NBC shows are delivered through NBC affiliate local stations and revenue sharing eats into what the network receives. The affiliates blame their crappy 11 pm news shows low ratings on the poor 10 pm network show lead in. With "Chase" on NBC, anything less than 7 million on the episode premier night raises yellow flags and that's where its at. It's ratings for 10 pm haven't been at the red flag level - below Prime Time Leno, yet. I don't see a huge budget here. That's why not leaving it in place puzzles me.

Shareholders, affiliate station owners, and advertisers are aware that on Monday, November 29, "Chase" delivered a disappointing 6.1 million viewers, 1.6/4 demo while a _rerun_ on CBS of "Hawaii Five-O" delivered 7.4 million viewers, 1.8/5 demo.

On the other hand, last Thursday "Burn Notice" on USA had 3.7 million viewers, 1.2/4 demo.

The figures reported to GE shareholders seems to indicate that USA is a profit star and NBC is a profit black hole.


----------



## olguy (Jan 9, 2006)

phrelin said:


> The affiliates blame their crappy 11 pm news shows low ratings on the poor 10 pm network show lead in.


I wonder how many viewers the 11pm news loses to the pillow? When we moved west in '78 I was used to watching news at 10 and bed at 10:30 or so. In Orange County I had to leave the house an hour earlier than I was used to in Houston so I never watched 11 pm news. And a 10 pm program had to be really good. And then we got our first VCR in early '82. Went to bed early and watched my stuff the next day. Time shifting for the last 29 years


----------



## phrelin (Jan 18, 2007)

olguy said:


> I wonder how many viewers the 11pm news loses to the pillow? When we moved west in '78 I was used to watching news at 10 and bed at 10:30 or so. In Orange County I had to leave the house an hour earlier than I was used to in Houston so I never watched 11 pm news. And a 10 pm program had to be really good. And then we got our first VCR in early '82. Went to bed early and watched my stuff the next day. Time shifting for the last 29 years


That's a good point. Fox affiliates run their news from 10-11 pm. And our CBS-owned CBS affiliate runs news from 10-11 pm on The CW affiliate also CBS-owned. They both seem to have adequate advertising.


----------



## lugnutathome (Apr 13, 2009)

No the show's "hook" is Boots doing near James Bond like stunts and fight scenes.

It is a completely disposable show that with a DVR is worth having to fill voids but I would not schedule my viewing around this series nor miss it when gone.

Don "it's formula entertainment" Bolton



Drucifer said:


> Every episode seem to have the marshals following a trail of death bodies. As far as I can tell, that's the sole plot.


----------



## BenJF3 (Sep 12, 2008)

Ok, Chase is now dead to me. I just watched this past weeks episode and it was insane ridiculous.

■ EXERCISE ■
Copy the thread on NBC's ratings from "NBC shows are" up to and including "place puzzles me.", substituting "warning signs" for "yellow flags".

■ SUPPLIED RECORDS ■
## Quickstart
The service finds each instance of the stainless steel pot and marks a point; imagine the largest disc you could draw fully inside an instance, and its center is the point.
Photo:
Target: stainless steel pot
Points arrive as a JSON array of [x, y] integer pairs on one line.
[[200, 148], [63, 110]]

■ SOLUTION FOR THIS TASK ■
NBC shows are delivered through NBC affiliate local stations and revenue sharing eats into what the network receives. The affiliates blame their crappy 11 pm news shows low ratings on the poor 10 pm network show lead in. With "Chase" on NBC, anything less than 7 million on the episode premier night raises warning signs and that's where its at. It's ratings for 10 pm haven't been at the red flag level - below Prime Time Leno, yet. I don't see a huge budget here. That's why not leaving it in place puzzles me.